Point localization data
·····
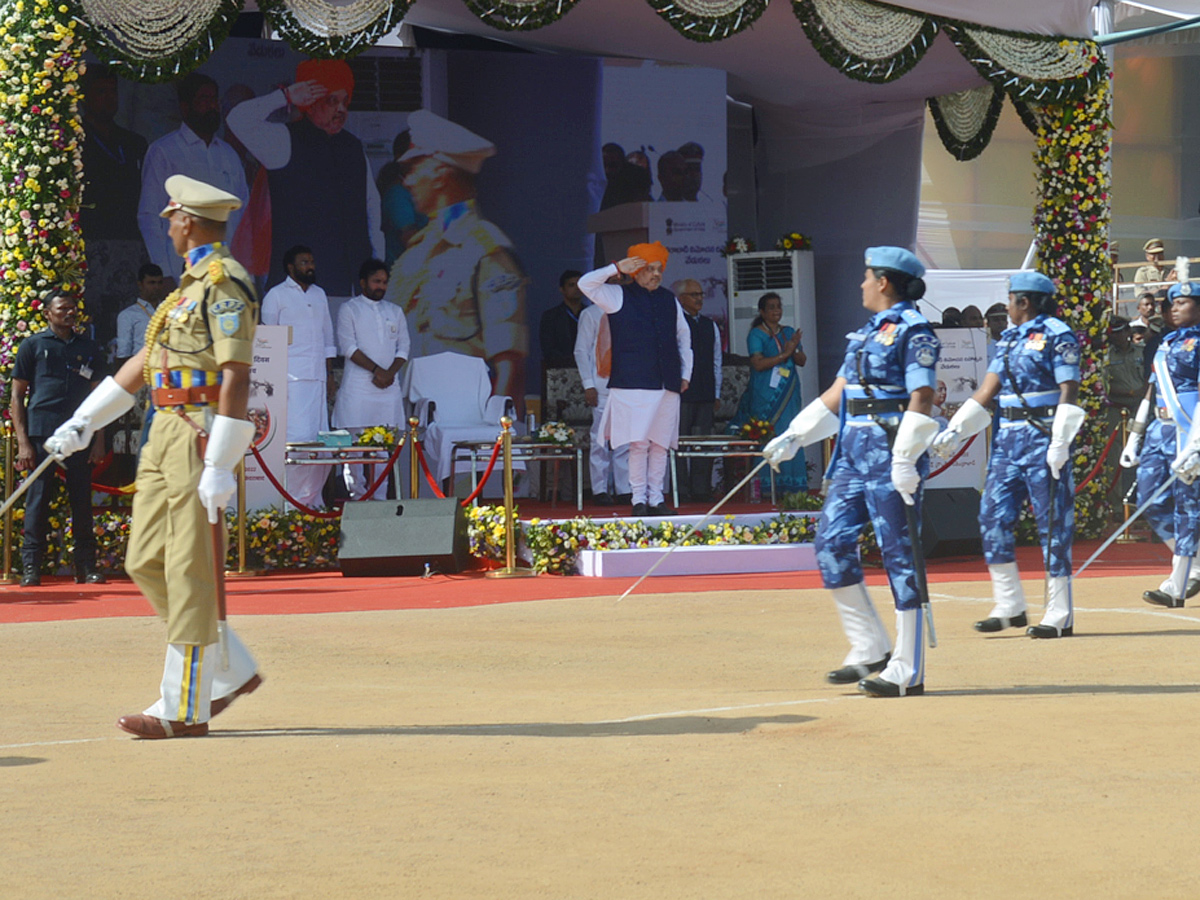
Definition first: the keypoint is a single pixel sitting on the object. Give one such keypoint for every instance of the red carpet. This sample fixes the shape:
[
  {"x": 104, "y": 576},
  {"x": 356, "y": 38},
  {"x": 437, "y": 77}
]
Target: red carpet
[{"x": 330, "y": 592}]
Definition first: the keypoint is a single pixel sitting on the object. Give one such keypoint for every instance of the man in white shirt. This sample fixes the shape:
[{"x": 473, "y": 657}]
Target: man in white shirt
[
  {"x": 372, "y": 336},
  {"x": 699, "y": 403},
  {"x": 604, "y": 462},
  {"x": 322, "y": 189},
  {"x": 652, "y": 365},
  {"x": 132, "y": 321},
  {"x": 193, "y": 150},
  {"x": 301, "y": 305}
]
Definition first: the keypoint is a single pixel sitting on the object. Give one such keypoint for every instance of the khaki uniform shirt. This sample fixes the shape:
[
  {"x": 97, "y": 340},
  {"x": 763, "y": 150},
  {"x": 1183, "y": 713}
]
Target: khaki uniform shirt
[{"x": 461, "y": 288}]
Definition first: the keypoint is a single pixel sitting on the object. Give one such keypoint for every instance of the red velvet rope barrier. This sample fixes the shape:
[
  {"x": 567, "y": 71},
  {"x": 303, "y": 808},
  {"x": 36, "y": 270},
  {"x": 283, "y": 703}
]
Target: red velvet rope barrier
[
  {"x": 487, "y": 472},
  {"x": 1104, "y": 455},
  {"x": 387, "y": 468},
  {"x": 429, "y": 475},
  {"x": 286, "y": 496},
  {"x": 955, "y": 457}
]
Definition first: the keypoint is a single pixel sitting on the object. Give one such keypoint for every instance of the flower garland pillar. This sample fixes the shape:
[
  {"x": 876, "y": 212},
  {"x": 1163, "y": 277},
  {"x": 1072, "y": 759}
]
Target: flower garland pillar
[
  {"x": 41, "y": 169},
  {"x": 1071, "y": 223}
]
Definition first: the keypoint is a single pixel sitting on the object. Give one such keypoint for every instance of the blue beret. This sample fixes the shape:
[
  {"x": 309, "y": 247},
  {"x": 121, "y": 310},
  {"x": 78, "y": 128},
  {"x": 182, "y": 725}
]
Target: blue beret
[
  {"x": 1029, "y": 280},
  {"x": 897, "y": 258}
]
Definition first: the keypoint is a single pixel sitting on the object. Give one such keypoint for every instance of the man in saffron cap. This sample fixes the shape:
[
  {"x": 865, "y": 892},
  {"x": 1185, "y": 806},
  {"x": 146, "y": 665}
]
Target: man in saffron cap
[
  {"x": 652, "y": 364},
  {"x": 322, "y": 190}
]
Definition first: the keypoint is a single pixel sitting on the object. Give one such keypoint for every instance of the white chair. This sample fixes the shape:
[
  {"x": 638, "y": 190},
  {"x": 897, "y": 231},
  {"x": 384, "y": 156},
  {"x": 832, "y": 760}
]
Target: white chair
[{"x": 451, "y": 396}]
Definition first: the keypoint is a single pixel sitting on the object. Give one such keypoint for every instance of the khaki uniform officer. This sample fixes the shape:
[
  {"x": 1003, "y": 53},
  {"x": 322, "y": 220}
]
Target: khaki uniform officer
[
  {"x": 197, "y": 363},
  {"x": 459, "y": 283}
]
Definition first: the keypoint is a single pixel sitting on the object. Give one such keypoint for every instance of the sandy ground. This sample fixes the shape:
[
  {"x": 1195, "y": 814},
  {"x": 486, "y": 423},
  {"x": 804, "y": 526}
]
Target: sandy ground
[{"x": 666, "y": 747}]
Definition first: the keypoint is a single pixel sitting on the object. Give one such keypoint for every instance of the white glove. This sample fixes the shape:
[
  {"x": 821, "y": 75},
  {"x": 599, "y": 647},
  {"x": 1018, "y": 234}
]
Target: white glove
[
  {"x": 228, "y": 439},
  {"x": 1131, "y": 454},
  {"x": 970, "y": 419},
  {"x": 811, "y": 424},
  {"x": 107, "y": 403},
  {"x": 1067, "y": 421},
  {"x": 913, "y": 437},
  {"x": 1187, "y": 461}
]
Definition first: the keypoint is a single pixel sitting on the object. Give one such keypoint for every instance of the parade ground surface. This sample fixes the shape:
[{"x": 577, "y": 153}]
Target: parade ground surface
[{"x": 466, "y": 738}]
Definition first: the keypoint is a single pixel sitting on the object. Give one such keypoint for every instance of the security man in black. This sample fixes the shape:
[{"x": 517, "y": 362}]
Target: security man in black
[{"x": 54, "y": 371}]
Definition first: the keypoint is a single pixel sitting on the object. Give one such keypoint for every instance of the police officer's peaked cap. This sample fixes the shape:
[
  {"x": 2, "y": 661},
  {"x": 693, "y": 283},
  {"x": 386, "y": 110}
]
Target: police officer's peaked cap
[
  {"x": 447, "y": 142},
  {"x": 1030, "y": 281},
  {"x": 895, "y": 258},
  {"x": 199, "y": 199}
]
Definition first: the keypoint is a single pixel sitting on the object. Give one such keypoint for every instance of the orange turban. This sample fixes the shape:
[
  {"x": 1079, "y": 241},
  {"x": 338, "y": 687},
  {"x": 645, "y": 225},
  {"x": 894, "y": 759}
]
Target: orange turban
[
  {"x": 334, "y": 73},
  {"x": 651, "y": 252}
]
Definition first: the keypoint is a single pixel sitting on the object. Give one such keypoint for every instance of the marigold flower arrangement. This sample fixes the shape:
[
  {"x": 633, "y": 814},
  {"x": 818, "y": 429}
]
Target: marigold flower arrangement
[
  {"x": 378, "y": 436},
  {"x": 738, "y": 245},
  {"x": 556, "y": 432},
  {"x": 793, "y": 240}
]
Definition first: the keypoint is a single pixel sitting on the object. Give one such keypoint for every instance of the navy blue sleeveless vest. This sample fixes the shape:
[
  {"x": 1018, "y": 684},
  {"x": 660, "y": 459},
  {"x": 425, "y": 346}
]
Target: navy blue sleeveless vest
[
  {"x": 319, "y": 199},
  {"x": 645, "y": 353}
]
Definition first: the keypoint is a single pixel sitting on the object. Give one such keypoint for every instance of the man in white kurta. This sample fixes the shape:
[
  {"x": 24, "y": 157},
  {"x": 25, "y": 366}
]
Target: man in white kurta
[
  {"x": 303, "y": 306},
  {"x": 605, "y": 463},
  {"x": 372, "y": 336},
  {"x": 643, "y": 393}
]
·····
An exact, word-for-word copy of the records is expected, with no pictures in it.

**SOLUTION FOR THIS PROBLEM**
Definition first: the keypoint is a single pixel sitting on the object. Give one such keypoint for every instance of the red carpet. This sample fixes the shape:
[
  {"x": 104, "y": 576},
  {"x": 356, "y": 38},
  {"x": 437, "y": 77}
]
Target: red carpet
[{"x": 330, "y": 592}]
Definition first: the keypoint is a single pixel sitting on the object. Give one such keypoint for every instance of the man in white shirt. This sample fixes the shape:
[{"x": 473, "y": 657}]
Target: man in white shirt
[
  {"x": 372, "y": 336},
  {"x": 699, "y": 403},
  {"x": 604, "y": 462},
  {"x": 322, "y": 189},
  {"x": 652, "y": 365},
  {"x": 132, "y": 321},
  {"x": 193, "y": 150},
  {"x": 301, "y": 305}
]
Definition first: the keypoint is a single pixel sitting on the object. Give one such keypoint for every instance of the khaki uniform shirt. This sample fixes the shape:
[
  {"x": 97, "y": 340},
  {"x": 763, "y": 150},
  {"x": 1183, "y": 713}
]
Target: khaki uniform shirt
[{"x": 461, "y": 288}]
Definition first: the keypoint is a single pixel sitting on the object. Give one such keypoint for every instance of the red velvet rope barrier. This sample fixes the shape:
[
  {"x": 567, "y": 71},
  {"x": 303, "y": 808},
  {"x": 36, "y": 270},
  {"x": 283, "y": 703}
]
Target: red velvet rope barrier
[
  {"x": 487, "y": 472},
  {"x": 1104, "y": 455},
  {"x": 387, "y": 468},
  {"x": 429, "y": 475},
  {"x": 286, "y": 496},
  {"x": 955, "y": 457}
]
Definition first: the keypoint is a single pixel sitting on the object. Give one such keypoint for every instance of the flower garland pillar. This sample fixes the shape:
[
  {"x": 876, "y": 212},
  {"x": 1163, "y": 277},
  {"x": 1072, "y": 759}
]
Target: flower garland pillar
[
  {"x": 41, "y": 169},
  {"x": 1071, "y": 223}
]
Definition first: the keypoint is a single pixel sitting on the object. Give one such keypoint for every instance of the blue beret. This sample fixes the shape:
[
  {"x": 309, "y": 247},
  {"x": 121, "y": 310},
  {"x": 78, "y": 128},
  {"x": 182, "y": 725}
]
Target: blue beret
[
  {"x": 1029, "y": 280},
  {"x": 897, "y": 258}
]
Definition first: the keypoint is a single pixel sitting on the object. Give one such keypoint for every instance of the man in saffron cap. This sample fixes the shape:
[
  {"x": 865, "y": 892},
  {"x": 1185, "y": 806},
  {"x": 146, "y": 665}
]
Target: man in saffron cap
[
  {"x": 652, "y": 364},
  {"x": 322, "y": 190}
]
Definition first: the keypoint is a single pixel sitting on the object. Give one such keypoint for every instance of the white chair. This sample fixes the shape:
[
  {"x": 638, "y": 190},
  {"x": 897, "y": 231},
  {"x": 384, "y": 156},
  {"x": 832, "y": 760}
]
Target: white chair
[{"x": 451, "y": 396}]
Definition first: the keypoint is a single pixel sitting on the object. Give one such keypoint for every instance of the khaki uniform officer. This sample fixes the shape:
[
  {"x": 1003, "y": 53},
  {"x": 322, "y": 220}
]
Target: khaki uniform officer
[
  {"x": 197, "y": 363},
  {"x": 459, "y": 283}
]
Definition first: the keypoint is a single pixel sitting on the object. Give one such keypoint for every instance of the sandy ground. This sample fixes the shape:
[
  {"x": 1195, "y": 814},
  {"x": 486, "y": 423},
  {"x": 804, "y": 526}
]
Target: sandy ground
[{"x": 666, "y": 747}]
Definition first: the keypoint is a single pixel sitting on the object. Give one such keypoint for every instance of the white glove. This sample fixes the shape:
[
  {"x": 821, "y": 75},
  {"x": 599, "y": 647},
  {"x": 1018, "y": 234}
]
Target: white glove
[
  {"x": 228, "y": 439},
  {"x": 1131, "y": 454},
  {"x": 970, "y": 419},
  {"x": 811, "y": 424},
  {"x": 107, "y": 403},
  {"x": 1067, "y": 421},
  {"x": 913, "y": 437},
  {"x": 1187, "y": 461}
]
Definition first: the keypoint is a single pixel sitting on the object. Give one such keypoint for every instance of the parade ground surface. This sample fixes the shape:
[{"x": 577, "y": 153}]
Target: parade ground surface
[{"x": 466, "y": 738}]
Definition first: the keypoint is a single pixel sitting on the object. Give one such keypoint for every instance of the security man in black. This sample fixes the shape:
[{"x": 517, "y": 362}]
Target: security man in black
[{"x": 54, "y": 371}]
Definition first: the keypoint is a single pixel sitting on the object. Give one such keypoint for every instance of the police officer's peaked cap. This sample fixes the shape:
[
  {"x": 2, "y": 661},
  {"x": 693, "y": 283},
  {"x": 386, "y": 110}
]
Target: police officer's peaked cap
[
  {"x": 447, "y": 142},
  {"x": 1030, "y": 281},
  {"x": 895, "y": 258},
  {"x": 199, "y": 199}
]
Definition first: the keypoint is a single pixel sitting on the object. Give one such keypoint for every instance of the orange turban. This sample fixes the shape:
[
  {"x": 1079, "y": 241},
  {"x": 338, "y": 687},
  {"x": 645, "y": 225},
  {"x": 894, "y": 759}
]
Target: orange turban
[
  {"x": 334, "y": 73},
  {"x": 651, "y": 252}
]
Definition first: the keypoint is a single pixel sitting on the object. Give one such keypoint for every instance of the marigold flower arrangement. This sample fixes the shape:
[
  {"x": 633, "y": 814},
  {"x": 818, "y": 429}
]
Target: marigold flower arrangement
[
  {"x": 378, "y": 436},
  {"x": 738, "y": 245},
  {"x": 556, "y": 432},
  {"x": 793, "y": 240}
]
Definition first: the keypoint is a single pixel sitting on the object. Give one such keypoint for every instance of the navy blue sleeveless vest. This sample fixes the shape:
[
  {"x": 1018, "y": 684},
  {"x": 660, "y": 459},
  {"x": 425, "y": 346}
]
Target: navy blue sleeveless vest
[
  {"x": 319, "y": 199},
  {"x": 645, "y": 353}
]
Definition first: the keypoint is a single pixel sitting on the object. Give one such keypoint for every instance of the man in white kurta. This sample fixes the shape:
[
  {"x": 24, "y": 157},
  {"x": 25, "y": 366}
]
Target: man in white kurta
[
  {"x": 303, "y": 306},
  {"x": 605, "y": 463},
  {"x": 372, "y": 336},
  {"x": 643, "y": 393}
]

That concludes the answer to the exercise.